_Text shown:_
But What About Quadrupling Up in a Long, Slow Tournament?

Let’s consider Malmuth’s quadruple-up model in the context of another tournament structure—a long, slow event where the blinds do not rise so rapidly. We’ll use the $1000 event from the 2006 WSOP as our model. Players started out with $1500 in chips; the starting blinds were $25-$25; blind levels lasted 60 minutes; and the second blind level was $25-$50.

In this case, at the end of the first hour, Player A, who simply maintains his $1500 in starting chips, will have a chip stack of 30 times the $50 big blind, so the structure does not leave him as desperate as it leaves the players in the faster events. Player B, who quadruples-up one quarter of the time, will find himself with a chip stack of $6000, or 120 big blinds, on those occasions when his quadruple-up succeeds.

Malmuth has stated repeatedly that he does not believe tournament structure affects optimal strategy, but I believe this example shows clearly the huge effect of tournament structure on strategy. Within this slow structure, Player A’s conservative strategy does, at least, leave him a viable player at the end of the first hour.

But Player B is still following a superior strategy.

_Required work:_
1. In the tournament text, transcribe the passage from "But What About" up to and including "his quadruple-up succeeds.".
2. Translate this sentence from the tournament text into Spanish: "Within this slow structure, Player A’s conservative strategy does, at least, leave him a viable player at the end of the first hour."

_Given information:_
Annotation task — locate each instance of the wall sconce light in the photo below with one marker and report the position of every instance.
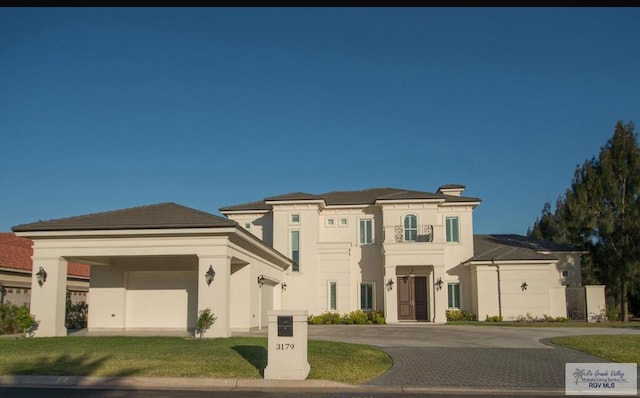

_Answers to the exercises:_
1.
But What About Quadrupling Up in a Long, Slow Tournament?

Let’s consider Malmuth’s quadruple-up model in the context of another tournament structure—a long, slow event where the blinds do not rise so rapidly. We’ll use the $1000 event from the 2006 WSOP as our model. Players started out with $1500 in chips; the starting blinds were $25-$25; blind levels lasted 60 minutes; and the second blind level was $25-$50.

In this case, at the end of the first hour, Player A, who simply maintains his $1500 in starting chips, will have a chip stack of 30 times the $50 big blind, so the structure does not leave him as desperate as it leaves the players in the faster events. Player B, who quadruples-up one quarter of the time, will find himself with a chip stack of $6000, or 120 big blinds, on those occasions when his quadruple-up succeeds.

2. Dentro de esta estructura lenta, la estrategia conservadora del Jugador A al menos lo deja como un jugador viable al final de la primera hora.